**CONSIGNE:** Présentez sous forme de tableau Markdown toutes les lignes des enregistrements, depuis celle qui contient « Locate every mast » jusqu'à celle qui contient « 195,88,301,213 », ces deux lignes comprises. Utilisez les colonnes « N° » et « Ligne », puis omettez les lignes vides.

Enregistrements issus d'une source de données
>>>>

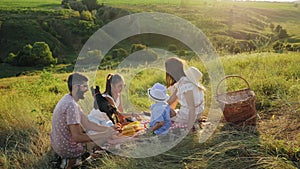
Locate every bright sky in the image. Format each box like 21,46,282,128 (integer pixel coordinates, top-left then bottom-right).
255,0,297,2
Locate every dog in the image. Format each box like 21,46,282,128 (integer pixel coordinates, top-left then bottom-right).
91,86,121,124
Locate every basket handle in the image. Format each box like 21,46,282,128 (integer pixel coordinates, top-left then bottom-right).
216,75,250,95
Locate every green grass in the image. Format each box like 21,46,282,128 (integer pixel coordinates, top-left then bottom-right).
0,53,300,168
0,0,61,9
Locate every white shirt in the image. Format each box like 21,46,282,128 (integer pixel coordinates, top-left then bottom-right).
175,76,204,123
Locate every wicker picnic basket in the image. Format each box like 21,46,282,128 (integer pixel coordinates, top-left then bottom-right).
216,75,257,126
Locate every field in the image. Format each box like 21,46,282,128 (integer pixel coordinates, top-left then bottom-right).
0,0,300,169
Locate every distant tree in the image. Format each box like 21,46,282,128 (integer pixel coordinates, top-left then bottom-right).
269,23,275,32
68,1,88,12
80,10,93,21
278,29,288,39
112,48,128,59
82,0,100,11
16,44,33,66
30,42,57,66
130,44,147,53
168,44,177,52
5,42,57,66
4,53,18,65
272,41,284,53
275,25,282,33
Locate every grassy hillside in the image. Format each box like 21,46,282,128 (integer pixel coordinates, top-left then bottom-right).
0,53,300,168
0,0,300,66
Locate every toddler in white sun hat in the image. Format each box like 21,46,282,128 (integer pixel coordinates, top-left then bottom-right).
148,83,171,135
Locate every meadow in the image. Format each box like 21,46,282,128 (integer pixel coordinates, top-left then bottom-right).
0,0,300,169
0,53,300,168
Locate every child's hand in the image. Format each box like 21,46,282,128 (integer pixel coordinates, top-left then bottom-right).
114,123,122,132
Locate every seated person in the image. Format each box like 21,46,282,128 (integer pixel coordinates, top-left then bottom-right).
147,83,171,135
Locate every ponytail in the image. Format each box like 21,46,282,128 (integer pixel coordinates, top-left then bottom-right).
104,73,114,96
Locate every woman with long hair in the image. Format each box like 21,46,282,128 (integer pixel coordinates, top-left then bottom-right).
165,57,205,128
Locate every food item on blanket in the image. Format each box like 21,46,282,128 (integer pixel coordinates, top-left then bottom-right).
122,121,144,136
122,128,135,136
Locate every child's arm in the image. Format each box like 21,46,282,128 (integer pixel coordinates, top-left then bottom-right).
148,121,165,132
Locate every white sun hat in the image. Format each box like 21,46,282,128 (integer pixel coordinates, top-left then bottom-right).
148,83,169,102
184,66,205,90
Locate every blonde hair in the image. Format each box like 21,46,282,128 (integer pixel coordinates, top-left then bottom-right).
165,57,186,87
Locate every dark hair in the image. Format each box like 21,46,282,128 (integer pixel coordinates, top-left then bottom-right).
68,73,89,92
104,73,124,96
165,57,185,87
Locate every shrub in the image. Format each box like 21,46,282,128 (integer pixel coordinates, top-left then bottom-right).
168,44,177,52
69,1,88,12
80,10,93,21
82,0,100,11
130,44,147,53
112,48,128,59
5,42,57,66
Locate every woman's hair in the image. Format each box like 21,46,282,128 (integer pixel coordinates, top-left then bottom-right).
68,73,89,92
165,57,185,87
104,73,124,96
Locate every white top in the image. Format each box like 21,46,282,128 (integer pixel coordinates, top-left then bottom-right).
102,94,121,107
88,109,113,126
174,76,204,123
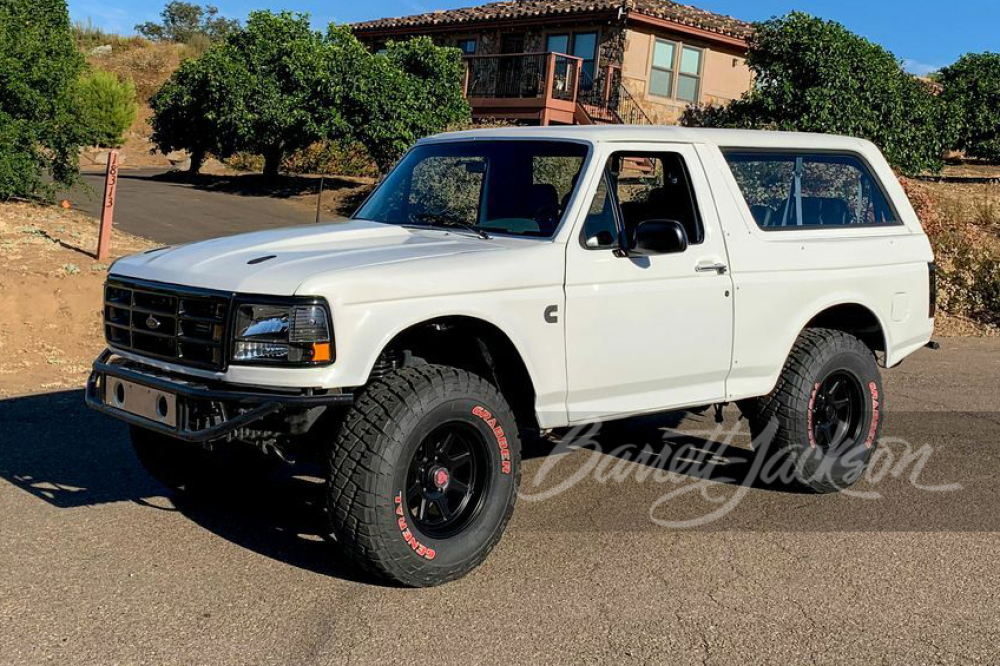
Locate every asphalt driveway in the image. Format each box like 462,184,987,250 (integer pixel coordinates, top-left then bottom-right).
0,340,1000,666
59,168,324,244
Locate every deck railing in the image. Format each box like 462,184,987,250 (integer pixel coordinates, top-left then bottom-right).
465,53,652,125
465,53,580,101
578,67,653,125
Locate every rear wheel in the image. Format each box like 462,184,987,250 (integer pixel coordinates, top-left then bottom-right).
327,365,520,587
739,329,884,493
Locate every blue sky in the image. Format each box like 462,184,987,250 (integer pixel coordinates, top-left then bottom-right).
69,0,1000,74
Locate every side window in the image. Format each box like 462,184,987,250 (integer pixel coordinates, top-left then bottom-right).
583,174,618,250
609,153,705,245
725,151,899,231
583,152,705,249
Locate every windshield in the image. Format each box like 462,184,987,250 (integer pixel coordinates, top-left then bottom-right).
354,141,587,238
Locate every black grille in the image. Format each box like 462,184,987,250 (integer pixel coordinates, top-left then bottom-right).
104,280,232,370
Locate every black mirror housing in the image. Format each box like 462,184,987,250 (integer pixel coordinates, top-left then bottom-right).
628,220,688,257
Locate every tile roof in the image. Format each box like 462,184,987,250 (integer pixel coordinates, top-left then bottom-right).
351,0,753,39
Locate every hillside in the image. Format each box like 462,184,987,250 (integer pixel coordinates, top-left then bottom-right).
80,35,192,169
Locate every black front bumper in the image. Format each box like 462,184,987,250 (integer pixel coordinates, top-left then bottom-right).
86,350,354,442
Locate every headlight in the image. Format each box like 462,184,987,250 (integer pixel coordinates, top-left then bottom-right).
233,304,333,365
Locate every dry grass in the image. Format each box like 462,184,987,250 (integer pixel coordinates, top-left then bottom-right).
0,203,153,397
904,174,1000,335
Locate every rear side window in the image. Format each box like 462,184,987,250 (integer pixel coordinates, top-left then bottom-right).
725,151,900,231
583,152,705,249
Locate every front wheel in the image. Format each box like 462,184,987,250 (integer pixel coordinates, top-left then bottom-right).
739,329,884,493
327,365,520,587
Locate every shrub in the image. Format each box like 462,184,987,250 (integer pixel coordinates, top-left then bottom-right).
152,12,469,176
0,0,83,200
901,178,1000,327
682,12,955,173
77,69,138,148
940,53,1000,162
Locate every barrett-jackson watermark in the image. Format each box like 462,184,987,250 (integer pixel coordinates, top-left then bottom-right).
518,420,963,529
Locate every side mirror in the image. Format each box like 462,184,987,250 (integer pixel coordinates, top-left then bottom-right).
628,220,688,257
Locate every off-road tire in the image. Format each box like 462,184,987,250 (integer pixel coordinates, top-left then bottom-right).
327,364,521,587
738,328,884,493
129,426,283,495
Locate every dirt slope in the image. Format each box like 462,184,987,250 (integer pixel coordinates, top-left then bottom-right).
0,203,153,398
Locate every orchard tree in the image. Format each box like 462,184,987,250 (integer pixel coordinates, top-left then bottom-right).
0,0,85,200
223,12,350,177
135,0,240,43
682,12,955,173
149,48,248,174
939,53,1000,162
152,12,469,177
331,33,469,172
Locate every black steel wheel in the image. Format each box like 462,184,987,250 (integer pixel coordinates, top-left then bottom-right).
811,370,866,453
327,364,521,587
406,421,490,539
739,328,885,493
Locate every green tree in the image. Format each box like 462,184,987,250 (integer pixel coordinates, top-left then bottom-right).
682,12,954,173
939,53,1000,162
224,12,343,177
152,12,469,177
0,0,83,199
345,37,469,172
149,47,248,174
77,69,138,148
135,0,240,43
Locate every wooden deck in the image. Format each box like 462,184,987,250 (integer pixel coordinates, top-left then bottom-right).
465,53,649,125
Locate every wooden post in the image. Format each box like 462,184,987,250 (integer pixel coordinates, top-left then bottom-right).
316,174,326,224
97,150,118,261
539,53,556,126
573,58,583,102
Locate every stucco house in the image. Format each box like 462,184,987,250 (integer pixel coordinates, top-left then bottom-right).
351,0,752,124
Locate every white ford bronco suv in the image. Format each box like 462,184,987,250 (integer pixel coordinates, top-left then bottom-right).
87,126,935,586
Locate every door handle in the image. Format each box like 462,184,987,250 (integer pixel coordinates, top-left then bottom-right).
694,263,729,275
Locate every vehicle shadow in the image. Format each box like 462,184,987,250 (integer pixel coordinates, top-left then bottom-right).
0,390,796,583
0,390,378,584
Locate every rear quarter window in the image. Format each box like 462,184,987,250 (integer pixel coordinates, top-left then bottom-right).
723,150,901,231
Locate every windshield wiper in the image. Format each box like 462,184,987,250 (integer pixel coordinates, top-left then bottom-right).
414,213,493,240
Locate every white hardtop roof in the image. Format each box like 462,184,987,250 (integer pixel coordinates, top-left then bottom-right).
420,125,873,150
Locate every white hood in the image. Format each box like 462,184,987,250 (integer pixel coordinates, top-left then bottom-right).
111,220,509,295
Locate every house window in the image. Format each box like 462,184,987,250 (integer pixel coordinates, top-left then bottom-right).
677,46,702,102
545,35,569,55
649,39,704,102
545,32,597,88
649,39,677,97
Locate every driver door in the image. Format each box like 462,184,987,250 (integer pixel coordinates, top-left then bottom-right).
565,144,733,423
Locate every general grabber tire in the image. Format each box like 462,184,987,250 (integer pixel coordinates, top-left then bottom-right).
327,365,521,587
739,328,884,493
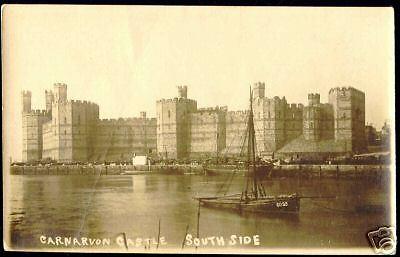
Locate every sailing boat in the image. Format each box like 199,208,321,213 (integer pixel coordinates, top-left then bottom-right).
196,88,301,213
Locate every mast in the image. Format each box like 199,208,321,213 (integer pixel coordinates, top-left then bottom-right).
249,87,258,199
245,87,258,199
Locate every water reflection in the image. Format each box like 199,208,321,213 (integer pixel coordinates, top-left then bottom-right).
7,175,390,248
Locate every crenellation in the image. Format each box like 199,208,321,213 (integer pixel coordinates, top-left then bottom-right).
22,82,365,161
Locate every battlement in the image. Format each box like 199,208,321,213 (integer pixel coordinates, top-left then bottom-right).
53,82,67,87
26,109,49,116
196,106,228,112
22,90,32,96
287,104,304,110
265,96,287,105
99,117,157,125
178,85,187,98
157,97,197,104
308,93,320,105
66,100,99,107
329,86,364,94
253,82,265,98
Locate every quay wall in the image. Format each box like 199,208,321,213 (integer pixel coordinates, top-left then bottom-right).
10,164,390,178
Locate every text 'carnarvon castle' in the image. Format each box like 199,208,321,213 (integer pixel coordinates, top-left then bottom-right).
22,82,365,161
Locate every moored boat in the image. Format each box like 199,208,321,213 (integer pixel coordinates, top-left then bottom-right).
196,86,301,213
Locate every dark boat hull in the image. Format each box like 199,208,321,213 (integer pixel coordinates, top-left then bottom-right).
198,195,300,213
204,165,273,178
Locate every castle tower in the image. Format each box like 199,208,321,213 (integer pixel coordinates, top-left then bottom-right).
54,83,67,103
157,86,197,159
45,90,54,112
303,105,321,141
178,86,187,99
253,82,265,98
329,87,365,152
21,91,32,113
308,94,320,106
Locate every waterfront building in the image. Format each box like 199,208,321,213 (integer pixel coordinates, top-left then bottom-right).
157,82,366,159
22,82,367,162
22,83,156,162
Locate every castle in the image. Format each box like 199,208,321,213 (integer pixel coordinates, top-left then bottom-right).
22,82,366,161
157,82,366,159
22,83,156,161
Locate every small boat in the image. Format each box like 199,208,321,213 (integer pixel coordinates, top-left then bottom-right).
195,88,301,213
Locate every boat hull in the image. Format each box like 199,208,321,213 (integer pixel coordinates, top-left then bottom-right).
198,196,300,213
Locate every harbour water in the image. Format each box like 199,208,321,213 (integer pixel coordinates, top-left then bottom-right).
6,171,390,251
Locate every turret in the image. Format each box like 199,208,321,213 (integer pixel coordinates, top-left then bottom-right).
308,94,320,106
178,86,187,98
22,91,32,113
253,82,265,98
54,83,67,102
45,90,54,112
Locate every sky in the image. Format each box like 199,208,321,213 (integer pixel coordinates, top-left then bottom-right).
2,5,394,159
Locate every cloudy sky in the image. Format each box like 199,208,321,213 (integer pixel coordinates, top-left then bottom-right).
2,5,394,159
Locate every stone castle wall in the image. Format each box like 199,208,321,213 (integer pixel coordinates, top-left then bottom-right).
156,94,197,158
22,82,366,162
22,83,157,162
189,105,226,158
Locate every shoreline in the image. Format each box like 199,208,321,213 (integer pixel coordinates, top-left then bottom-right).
10,164,391,178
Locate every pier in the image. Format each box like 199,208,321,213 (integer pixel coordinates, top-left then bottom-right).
10,164,390,178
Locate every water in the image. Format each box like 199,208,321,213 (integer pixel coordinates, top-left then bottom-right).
7,172,390,251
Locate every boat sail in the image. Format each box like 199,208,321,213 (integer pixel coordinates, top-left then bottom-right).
196,88,301,213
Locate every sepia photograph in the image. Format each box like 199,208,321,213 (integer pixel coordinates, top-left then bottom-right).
1,4,397,255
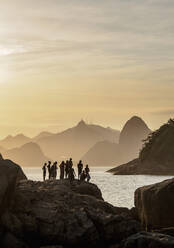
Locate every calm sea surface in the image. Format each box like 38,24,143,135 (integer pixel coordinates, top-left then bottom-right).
24,167,172,208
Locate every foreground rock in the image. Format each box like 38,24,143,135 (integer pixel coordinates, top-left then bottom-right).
135,179,174,229
0,155,27,216
2,180,140,247
117,232,174,248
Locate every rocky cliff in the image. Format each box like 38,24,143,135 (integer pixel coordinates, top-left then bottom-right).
0,157,174,248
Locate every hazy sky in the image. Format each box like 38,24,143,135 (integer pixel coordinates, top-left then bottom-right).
0,0,174,137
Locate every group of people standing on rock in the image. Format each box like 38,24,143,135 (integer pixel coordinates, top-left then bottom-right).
42,158,91,182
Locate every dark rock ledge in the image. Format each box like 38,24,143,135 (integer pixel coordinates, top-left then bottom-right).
0,156,174,248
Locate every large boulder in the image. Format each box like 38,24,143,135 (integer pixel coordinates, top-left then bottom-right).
119,232,174,248
2,180,141,247
0,155,27,216
135,179,174,229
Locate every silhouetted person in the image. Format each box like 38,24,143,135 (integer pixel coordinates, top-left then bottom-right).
85,164,91,182
47,161,51,179
68,167,76,183
65,160,69,178
59,161,65,179
42,163,47,181
80,170,86,182
69,158,73,169
50,164,54,179
77,160,83,179
53,162,58,179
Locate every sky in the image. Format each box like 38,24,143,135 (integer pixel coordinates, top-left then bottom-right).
0,0,174,138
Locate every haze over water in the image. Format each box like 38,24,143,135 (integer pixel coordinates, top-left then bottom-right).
23,167,172,208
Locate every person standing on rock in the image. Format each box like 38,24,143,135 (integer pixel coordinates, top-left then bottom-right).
59,161,65,180
68,167,76,183
42,163,47,181
65,160,69,178
85,164,91,182
77,160,83,180
47,161,51,180
80,170,86,182
53,161,58,180
69,158,73,169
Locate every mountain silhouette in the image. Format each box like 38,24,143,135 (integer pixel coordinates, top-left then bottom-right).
119,116,151,162
82,116,151,166
82,141,122,166
0,134,31,149
2,142,49,167
37,120,120,160
111,119,174,175
32,131,54,142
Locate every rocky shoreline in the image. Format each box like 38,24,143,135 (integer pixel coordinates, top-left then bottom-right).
0,158,174,248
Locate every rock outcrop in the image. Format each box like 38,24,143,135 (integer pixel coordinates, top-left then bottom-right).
135,179,174,230
0,155,27,216
118,232,174,248
109,120,174,175
2,180,140,247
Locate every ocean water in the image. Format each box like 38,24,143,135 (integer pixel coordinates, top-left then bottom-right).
23,167,172,208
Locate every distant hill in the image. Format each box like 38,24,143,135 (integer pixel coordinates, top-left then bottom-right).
82,141,122,166
119,116,151,162
37,121,120,160
32,131,54,142
2,142,49,167
82,116,151,166
0,134,31,149
110,119,174,175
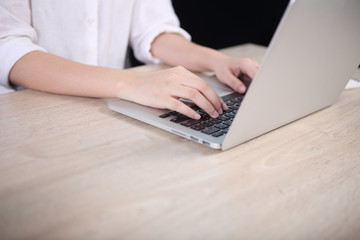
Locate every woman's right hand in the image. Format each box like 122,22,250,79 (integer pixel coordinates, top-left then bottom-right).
117,67,227,119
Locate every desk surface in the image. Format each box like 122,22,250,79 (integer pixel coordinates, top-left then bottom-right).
0,45,360,240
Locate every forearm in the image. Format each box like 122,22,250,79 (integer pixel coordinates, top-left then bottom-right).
9,51,131,97
151,33,227,72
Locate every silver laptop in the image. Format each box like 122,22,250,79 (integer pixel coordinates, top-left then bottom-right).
108,0,360,150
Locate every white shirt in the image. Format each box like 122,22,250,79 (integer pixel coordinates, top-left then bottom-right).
0,0,190,91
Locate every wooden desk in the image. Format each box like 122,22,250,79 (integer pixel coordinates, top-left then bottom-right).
0,45,360,240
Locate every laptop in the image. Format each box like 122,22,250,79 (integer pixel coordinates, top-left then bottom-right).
108,0,360,150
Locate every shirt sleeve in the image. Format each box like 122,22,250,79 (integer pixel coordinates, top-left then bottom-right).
0,0,46,89
130,0,191,63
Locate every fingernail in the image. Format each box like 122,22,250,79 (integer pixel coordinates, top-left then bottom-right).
222,103,229,111
239,86,246,93
211,111,219,118
194,113,201,120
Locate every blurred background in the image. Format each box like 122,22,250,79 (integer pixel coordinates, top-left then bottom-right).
130,0,289,66
172,0,289,49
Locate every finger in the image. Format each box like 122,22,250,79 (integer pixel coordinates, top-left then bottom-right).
241,59,260,79
218,71,246,93
182,74,224,113
173,86,221,118
167,97,201,120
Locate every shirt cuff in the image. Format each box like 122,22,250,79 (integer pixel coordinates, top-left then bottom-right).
134,25,191,64
0,37,46,89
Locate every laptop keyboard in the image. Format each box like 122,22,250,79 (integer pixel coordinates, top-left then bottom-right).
159,93,244,137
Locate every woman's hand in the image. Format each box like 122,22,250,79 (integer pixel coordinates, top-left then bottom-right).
213,55,259,93
118,67,227,119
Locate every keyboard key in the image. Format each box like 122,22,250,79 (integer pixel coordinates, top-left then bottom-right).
211,132,224,137
159,113,171,118
170,116,190,123
201,127,220,135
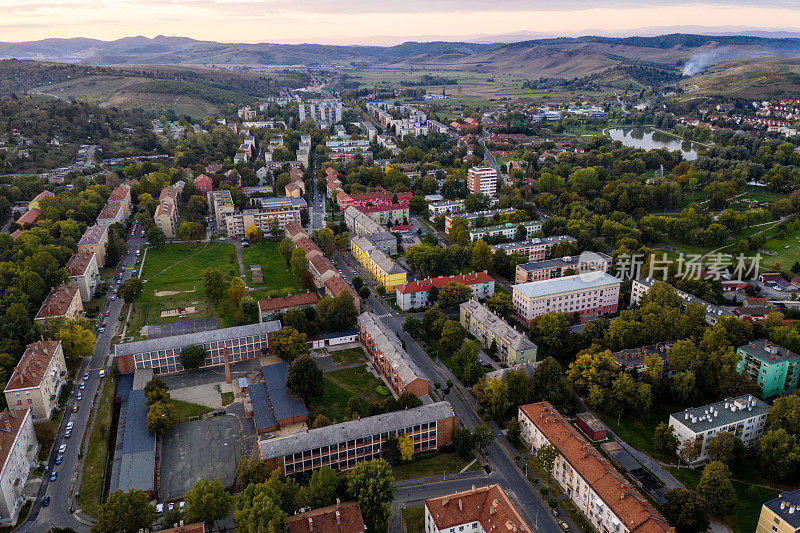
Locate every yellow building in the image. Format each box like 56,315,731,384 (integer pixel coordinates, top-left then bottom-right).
350,237,406,291
756,489,800,533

<<<<

**RÉSULTAT ATTENDU:**
| N° | Ligne |
|---|---|
| 1 | Locate every mast in the image. Format each box like 199,208,321,213 (integer pixel coordinates, top-left then bottom-right). |
| 2 | 249,87,258,199 |
| 3 | 245,87,258,199 |
| 4 | Locate every water reflection in the image. Format each box like 199,208,321,213 (integer pixel coordinates, top-left then bottom-right). |
| 5 | 7,175,390,248 |
| 6 | Locate every crenellation in the image. Format each box like 199,208,321,213 (integer pixel coordinates, top-left then bottom-right). |
| 7 | 22,82,365,161 |
| 8 | Locate every battlement in the image. Format each box like 199,208,321,213 (integer pixel coordinates, top-left then bottom-right). |
| 9 | 53,82,67,87 |
| 10 | 26,109,49,116 |
| 11 | 196,106,228,112 |
| 12 | 22,90,32,96 |
| 13 | 287,104,304,110 |
| 14 | 265,96,287,105 |
| 15 | 99,117,157,125 |
| 16 | 178,85,187,98 |
| 17 | 157,97,197,104 |
| 18 | 308,93,320,105 |
| 19 | 66,100,99,107 |
| 20 | 329,86,364,94 |
| 21 | 253,82,265,98 |
| 22 | Locate every quay wall in the image. Format each box like 199,208,321,213 (integer pixel coordinates, top-left then bottom-right). |
| 23 | 10,164,390,178 |
| 24 | Locate every text 'carnarvon castle' in the image. Format each box like 199,208,321,213 (integer pixel coordinates, top-left then bottom-right). |
| 25 | 22,82,365,161 |
| 26 | Locate every moored boat in the image. Format each box like 199,208,321,213 (integer pixel coordinates, top-left then bottom-right). |
| 27 | 196,86,301,213 |
| 28 | Locate every dark boat hull in the image. Format each box like 199,208,321,213 (integer pixel coordinates, top-left then bottom-right). |
| 29 | 198,195,300,213 |
| 30 | 204,165,273,178 |
| 31 | Locate every castle tower in the image. Format each box like 199,208,321,213 (integer pixel coordinates, top-left then bottom-right). |
| 32 | 54,83,67,103 |
| 33 | 157,86,197,159 |
| 34 | 45,90,54,112 |
| 35 | 303,105,321,141 |
| 36 | 178,86,187,99 |
| 37 | 253,82,265,98 |
| 38 | 329,87,365,152 |
| 39 | 21,91,32,113 |
| 40 | 308,94,320,106 |
| 41 | Locate every waterfront building in the image. Format each box like 199,208,321,213 (integer pixel coordinates, top-left then bottom-right). |
| 42 | 157,82,366,159 |
| 43 | 22,82,367,162 |
| 44 | 22,83,156,162 |
| 45 | Locate every castle in the image. Format each box like 199,208,321,213 (integer pixel coordinates, top-left then bottom-right). |
| 46 | 22,82,366,161 |
| 47 | 157,82,366,159 |
| 48 | 22,83,156,161 |
| 49 | Locate every small boat in the image. Format each box like 199,208,321,213 (integer pixel coordinates, top-left then bottom-right). |
| 50 | 195,88,301,213 |